• **Given passage**:

******

# 24" barrel too short for Ducks/Geese??



## Sloane Ranger

Guys.. 
I have a 24" advantage timber Benelli SuperNova that was a steady grip gun bought for turkeys. 
I bought an advantage timber comfortech stock for a SBE2/M2 and a cast/drop shim kit to be able to use it for wingshooting. (I do have a Beretta 686 SP 12ga. also) but the SN is for waterfowl. 
I have used the SN on a pheasant hunt where I let my dad use my SP and I got 5 and made 2 long shots with 2 3/4" no. 6 shot on pheasants. One was flying left to right and I knocked him down at 40 yds. I also knocked one down at 50+ yds that was flying straight away from me. So I know I can knock down birds with the short barrel. 

However, and here's where I need the help, I have made MANY shots on ducks and alot of geese while waterfowl hunting with both 3" and 3 1/2" No.2 remington steel shot and I cannot hit anything. We had geese all over us and I didn't knock down anything. 
I was using a factory 'Modified' choke and have switched in an 'IM' choke from the Silver Pigeon as the SNova only had Full, Mod and IC. 

Is my barrel just too short? I am frustrated. I am normally a decent shot. Should I try a $100 patternmaster choke? I may up to BB's for the gees but fear that they're too big for the ducks. 

Even though we have decoys most of our shots are pass shooting over the decoys. 

Thanks, 

E


----------



## alphachief

Sloane Ranger said:


> Guys..
> I have a 24" advantage timber Benelli SuperNova that was a steady grip gun bought for turkeys.
> I bought an advantage timber comfortech stock for a SBE2/M2 and a cast/drop shim kit to be able to use it for wingshooting. (I do have a Beretta 686 SP 12ga. also) but the SN is for waterfowl.
> I have used the SN on a pheasant hunt where I let my dad use my SP and I got 5 and made 2 long shots with 2 3/4" no. 6 shot on pheasants. One was flying left to right and I knocked him down at 40 yds. I also knocked one down at 50+ yds that was flying straight away from me. So I know I can knock down birds with the short barrel.
> 
> However, and here's where I need the help, I have made MANY shots on ducks and alot of geese while waterfowl hunting with both 3" and 3 1/2" No.2 remington steel shot and I cannot hit anything. We had geese all over us and I didn't knock down anything.
> I was using a factory 'Modified' choke and have switched in an 'IM' choke from the Silver Pigeon as the SNova only had Full, Mod and IC.
> 
> Is my barrel just too short? I am frustrated. I am normally a decent shot. Should I try a $100 patternmaster choke? I may up to BB's for the gees but fear that they're too big for the ducks.
> 
> Even though we have decoys most of our shots are pass shooting over the decoys.
> 
> Thanks,
> 
> E



A little shorter than I would go out and buy for a duck gun...but if I already had it, I'd shoot it until I saw for myself that it didn't work with ducks.  The chokes will let you reach out and touch them...even with a shorter barrel.  I got a buddy who totes an old Model 12 12 Ga. with a 21 inch barrel and fixed IC choke into the beaver dam swamps.  Very few wood ducks make it by him!


----------



## Wild Turkey

It's the shooter and not the barrell length.
A longer barrell gives you a longer sight line between the front and back ends. Practice more and you can overcome a short barrell.

******

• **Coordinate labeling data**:

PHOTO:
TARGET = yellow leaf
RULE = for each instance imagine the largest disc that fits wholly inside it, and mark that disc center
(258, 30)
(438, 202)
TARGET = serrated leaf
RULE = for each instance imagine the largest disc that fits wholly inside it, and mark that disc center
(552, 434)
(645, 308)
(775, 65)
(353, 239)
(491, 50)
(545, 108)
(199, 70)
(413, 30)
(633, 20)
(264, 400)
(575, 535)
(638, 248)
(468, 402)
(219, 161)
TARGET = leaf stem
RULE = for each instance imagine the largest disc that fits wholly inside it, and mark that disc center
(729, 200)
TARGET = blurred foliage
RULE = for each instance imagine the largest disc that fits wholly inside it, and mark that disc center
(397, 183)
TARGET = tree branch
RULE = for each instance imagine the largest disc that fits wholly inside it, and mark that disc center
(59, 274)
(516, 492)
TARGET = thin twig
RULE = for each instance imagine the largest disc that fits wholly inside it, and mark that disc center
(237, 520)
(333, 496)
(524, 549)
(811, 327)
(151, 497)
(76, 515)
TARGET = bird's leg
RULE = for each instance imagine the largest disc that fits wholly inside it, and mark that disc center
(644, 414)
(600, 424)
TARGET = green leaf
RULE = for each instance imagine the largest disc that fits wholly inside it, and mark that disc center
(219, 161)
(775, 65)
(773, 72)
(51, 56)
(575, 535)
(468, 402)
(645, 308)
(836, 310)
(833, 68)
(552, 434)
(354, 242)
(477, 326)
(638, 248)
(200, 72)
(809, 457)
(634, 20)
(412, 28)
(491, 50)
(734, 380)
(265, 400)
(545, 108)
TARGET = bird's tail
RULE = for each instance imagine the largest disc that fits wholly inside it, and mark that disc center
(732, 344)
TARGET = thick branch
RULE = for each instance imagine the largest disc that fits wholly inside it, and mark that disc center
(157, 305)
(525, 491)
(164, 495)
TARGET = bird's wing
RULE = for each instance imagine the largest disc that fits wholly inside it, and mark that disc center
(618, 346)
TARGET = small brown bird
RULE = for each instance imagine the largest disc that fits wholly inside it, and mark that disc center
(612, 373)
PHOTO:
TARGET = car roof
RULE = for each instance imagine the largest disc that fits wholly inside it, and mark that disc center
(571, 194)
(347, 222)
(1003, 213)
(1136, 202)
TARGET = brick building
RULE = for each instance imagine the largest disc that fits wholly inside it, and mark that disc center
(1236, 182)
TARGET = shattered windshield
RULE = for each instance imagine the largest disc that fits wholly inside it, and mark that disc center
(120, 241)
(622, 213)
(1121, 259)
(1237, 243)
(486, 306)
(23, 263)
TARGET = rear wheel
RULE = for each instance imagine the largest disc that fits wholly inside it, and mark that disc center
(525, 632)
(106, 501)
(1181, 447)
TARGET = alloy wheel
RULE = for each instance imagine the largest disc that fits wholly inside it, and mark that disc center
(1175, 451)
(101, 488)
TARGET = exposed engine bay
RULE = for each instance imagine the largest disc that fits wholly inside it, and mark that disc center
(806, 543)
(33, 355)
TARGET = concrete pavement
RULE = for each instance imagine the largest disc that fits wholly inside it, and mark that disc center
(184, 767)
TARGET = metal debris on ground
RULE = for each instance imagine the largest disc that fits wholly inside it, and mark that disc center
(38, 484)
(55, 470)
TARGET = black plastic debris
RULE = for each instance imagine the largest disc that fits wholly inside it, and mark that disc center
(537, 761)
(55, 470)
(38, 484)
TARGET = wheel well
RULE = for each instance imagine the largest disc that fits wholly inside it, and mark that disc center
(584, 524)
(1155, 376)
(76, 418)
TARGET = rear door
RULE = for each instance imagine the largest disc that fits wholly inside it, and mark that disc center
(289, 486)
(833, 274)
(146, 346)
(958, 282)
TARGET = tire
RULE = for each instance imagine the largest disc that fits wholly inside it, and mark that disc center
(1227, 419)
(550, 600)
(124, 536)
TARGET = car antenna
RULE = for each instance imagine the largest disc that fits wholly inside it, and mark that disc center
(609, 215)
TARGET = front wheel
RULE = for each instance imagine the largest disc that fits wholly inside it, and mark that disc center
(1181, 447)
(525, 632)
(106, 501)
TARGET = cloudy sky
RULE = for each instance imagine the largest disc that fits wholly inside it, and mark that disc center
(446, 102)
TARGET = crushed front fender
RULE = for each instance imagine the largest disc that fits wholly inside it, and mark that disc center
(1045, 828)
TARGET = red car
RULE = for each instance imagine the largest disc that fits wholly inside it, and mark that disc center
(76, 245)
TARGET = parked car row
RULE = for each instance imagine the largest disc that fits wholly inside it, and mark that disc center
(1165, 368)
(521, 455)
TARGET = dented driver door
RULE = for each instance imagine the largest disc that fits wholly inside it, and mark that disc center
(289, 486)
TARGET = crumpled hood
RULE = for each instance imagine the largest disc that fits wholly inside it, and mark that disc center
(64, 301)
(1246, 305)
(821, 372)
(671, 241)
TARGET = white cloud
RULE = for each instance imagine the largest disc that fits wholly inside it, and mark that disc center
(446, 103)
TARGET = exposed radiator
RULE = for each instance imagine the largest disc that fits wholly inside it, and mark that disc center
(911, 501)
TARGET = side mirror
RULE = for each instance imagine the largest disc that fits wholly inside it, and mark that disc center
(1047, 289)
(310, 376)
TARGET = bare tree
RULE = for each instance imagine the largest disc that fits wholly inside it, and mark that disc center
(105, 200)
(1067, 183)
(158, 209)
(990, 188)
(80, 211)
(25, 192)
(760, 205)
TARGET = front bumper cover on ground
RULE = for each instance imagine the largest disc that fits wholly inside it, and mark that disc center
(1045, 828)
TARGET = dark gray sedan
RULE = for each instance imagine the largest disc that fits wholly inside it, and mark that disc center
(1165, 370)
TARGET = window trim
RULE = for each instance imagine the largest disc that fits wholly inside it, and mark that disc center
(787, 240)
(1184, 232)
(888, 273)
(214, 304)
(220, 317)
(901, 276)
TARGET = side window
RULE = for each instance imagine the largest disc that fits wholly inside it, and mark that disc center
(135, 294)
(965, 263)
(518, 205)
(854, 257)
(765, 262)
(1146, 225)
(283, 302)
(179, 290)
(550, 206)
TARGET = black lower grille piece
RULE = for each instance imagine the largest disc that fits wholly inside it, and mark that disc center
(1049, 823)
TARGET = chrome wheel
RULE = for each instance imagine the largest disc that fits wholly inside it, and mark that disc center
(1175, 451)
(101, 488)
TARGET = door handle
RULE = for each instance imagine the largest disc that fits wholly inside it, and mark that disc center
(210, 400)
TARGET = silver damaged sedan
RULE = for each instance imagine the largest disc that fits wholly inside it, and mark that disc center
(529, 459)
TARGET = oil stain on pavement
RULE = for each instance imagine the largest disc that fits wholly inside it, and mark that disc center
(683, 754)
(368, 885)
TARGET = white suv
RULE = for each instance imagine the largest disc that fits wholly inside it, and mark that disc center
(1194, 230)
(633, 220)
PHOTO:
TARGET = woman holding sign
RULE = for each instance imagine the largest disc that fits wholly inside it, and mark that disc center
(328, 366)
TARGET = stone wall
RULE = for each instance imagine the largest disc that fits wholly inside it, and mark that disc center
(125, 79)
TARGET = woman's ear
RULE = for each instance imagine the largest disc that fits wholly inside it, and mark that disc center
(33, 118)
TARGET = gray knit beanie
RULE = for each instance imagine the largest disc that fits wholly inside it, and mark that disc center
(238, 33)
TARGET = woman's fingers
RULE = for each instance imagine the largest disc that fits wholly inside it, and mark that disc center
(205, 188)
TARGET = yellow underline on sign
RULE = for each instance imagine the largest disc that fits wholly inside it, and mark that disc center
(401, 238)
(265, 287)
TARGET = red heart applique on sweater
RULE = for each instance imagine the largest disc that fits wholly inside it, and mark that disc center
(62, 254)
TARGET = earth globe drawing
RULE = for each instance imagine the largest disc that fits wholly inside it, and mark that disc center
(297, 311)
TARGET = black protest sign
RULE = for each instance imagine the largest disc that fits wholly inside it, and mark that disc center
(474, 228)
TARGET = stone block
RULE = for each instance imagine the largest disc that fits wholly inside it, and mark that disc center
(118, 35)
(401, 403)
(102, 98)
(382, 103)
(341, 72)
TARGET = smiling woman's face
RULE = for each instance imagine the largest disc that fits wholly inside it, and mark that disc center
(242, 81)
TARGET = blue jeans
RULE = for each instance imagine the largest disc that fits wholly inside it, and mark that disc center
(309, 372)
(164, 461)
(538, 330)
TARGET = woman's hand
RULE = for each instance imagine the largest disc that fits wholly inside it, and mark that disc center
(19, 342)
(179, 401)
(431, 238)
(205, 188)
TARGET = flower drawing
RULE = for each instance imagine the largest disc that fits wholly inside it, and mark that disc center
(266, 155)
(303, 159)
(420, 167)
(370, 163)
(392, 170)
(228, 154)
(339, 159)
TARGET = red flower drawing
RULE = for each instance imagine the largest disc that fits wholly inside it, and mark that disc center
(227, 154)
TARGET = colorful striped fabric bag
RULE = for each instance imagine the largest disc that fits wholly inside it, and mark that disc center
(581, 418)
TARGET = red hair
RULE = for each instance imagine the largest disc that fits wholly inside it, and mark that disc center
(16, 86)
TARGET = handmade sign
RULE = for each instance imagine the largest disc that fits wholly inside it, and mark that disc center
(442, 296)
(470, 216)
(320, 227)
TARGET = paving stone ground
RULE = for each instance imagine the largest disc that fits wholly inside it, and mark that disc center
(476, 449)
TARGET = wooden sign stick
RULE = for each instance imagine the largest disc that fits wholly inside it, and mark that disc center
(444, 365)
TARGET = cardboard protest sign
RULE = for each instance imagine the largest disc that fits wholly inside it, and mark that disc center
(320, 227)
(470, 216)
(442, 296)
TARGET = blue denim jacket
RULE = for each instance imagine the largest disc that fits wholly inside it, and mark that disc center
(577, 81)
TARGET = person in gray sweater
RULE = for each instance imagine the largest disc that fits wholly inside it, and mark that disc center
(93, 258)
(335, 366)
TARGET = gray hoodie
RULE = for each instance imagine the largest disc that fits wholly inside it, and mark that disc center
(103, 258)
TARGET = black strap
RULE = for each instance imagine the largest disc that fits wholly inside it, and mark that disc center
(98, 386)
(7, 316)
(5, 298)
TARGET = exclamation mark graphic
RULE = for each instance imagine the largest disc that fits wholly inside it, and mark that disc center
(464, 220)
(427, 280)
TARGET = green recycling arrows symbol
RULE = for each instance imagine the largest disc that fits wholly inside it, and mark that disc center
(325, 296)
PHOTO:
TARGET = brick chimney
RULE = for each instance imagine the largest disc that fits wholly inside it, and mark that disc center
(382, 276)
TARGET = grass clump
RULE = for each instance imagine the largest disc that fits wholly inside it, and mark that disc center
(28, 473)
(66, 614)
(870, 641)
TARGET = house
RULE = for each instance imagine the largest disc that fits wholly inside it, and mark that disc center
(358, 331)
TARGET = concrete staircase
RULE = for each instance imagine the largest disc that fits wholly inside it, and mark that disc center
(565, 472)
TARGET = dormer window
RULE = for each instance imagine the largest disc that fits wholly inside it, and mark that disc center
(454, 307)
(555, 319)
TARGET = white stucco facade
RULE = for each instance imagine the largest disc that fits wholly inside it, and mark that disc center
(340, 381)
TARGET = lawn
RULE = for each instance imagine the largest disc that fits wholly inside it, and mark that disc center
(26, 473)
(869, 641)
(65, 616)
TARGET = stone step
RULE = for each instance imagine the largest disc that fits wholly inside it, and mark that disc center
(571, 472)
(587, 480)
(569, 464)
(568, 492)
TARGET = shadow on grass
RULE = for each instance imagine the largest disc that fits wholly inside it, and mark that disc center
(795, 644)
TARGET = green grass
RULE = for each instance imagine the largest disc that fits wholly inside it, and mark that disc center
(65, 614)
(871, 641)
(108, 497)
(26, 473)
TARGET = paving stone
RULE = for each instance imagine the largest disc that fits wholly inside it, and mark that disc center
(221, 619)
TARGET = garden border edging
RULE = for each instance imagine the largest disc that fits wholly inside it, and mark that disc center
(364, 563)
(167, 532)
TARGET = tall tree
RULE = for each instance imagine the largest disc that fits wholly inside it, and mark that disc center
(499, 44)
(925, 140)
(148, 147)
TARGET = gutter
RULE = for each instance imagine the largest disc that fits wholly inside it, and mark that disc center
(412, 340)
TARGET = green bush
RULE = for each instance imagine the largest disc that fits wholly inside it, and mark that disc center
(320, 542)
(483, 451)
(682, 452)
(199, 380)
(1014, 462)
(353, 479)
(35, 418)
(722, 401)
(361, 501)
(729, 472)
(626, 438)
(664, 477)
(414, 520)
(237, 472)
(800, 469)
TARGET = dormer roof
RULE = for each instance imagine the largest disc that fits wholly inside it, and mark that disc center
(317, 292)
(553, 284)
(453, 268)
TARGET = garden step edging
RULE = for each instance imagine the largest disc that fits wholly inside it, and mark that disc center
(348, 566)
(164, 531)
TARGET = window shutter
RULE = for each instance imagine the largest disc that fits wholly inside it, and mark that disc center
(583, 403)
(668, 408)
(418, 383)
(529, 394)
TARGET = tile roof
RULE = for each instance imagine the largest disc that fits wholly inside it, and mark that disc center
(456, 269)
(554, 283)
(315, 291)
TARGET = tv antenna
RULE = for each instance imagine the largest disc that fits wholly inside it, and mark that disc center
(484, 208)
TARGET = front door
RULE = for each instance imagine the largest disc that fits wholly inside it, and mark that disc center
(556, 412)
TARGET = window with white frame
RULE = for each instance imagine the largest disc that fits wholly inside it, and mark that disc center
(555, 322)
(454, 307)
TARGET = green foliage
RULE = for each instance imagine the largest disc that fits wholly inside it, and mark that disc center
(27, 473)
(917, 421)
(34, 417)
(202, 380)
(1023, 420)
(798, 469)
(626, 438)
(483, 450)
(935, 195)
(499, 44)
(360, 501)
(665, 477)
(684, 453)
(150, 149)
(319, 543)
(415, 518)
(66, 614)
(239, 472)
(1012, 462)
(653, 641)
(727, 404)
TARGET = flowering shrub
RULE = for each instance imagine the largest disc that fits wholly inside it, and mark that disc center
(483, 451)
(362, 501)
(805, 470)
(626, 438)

******

• **Task 1**: In the barrel-length thread, how long is the barrel on the buddy's old Model 12?
• **Task 2**: Copy out the part of the barrel-length thread starting at "## Wild Turkey" and ending at "a short barrell.".

• **Full output 1**: 21 inches.

• **Full output 2**:
## Wild Turkey

It's the shooter and not the barrell length.
A longer barrell gives you a longer sight line between the front and back ends. Practice more and you can overcome a short barrell.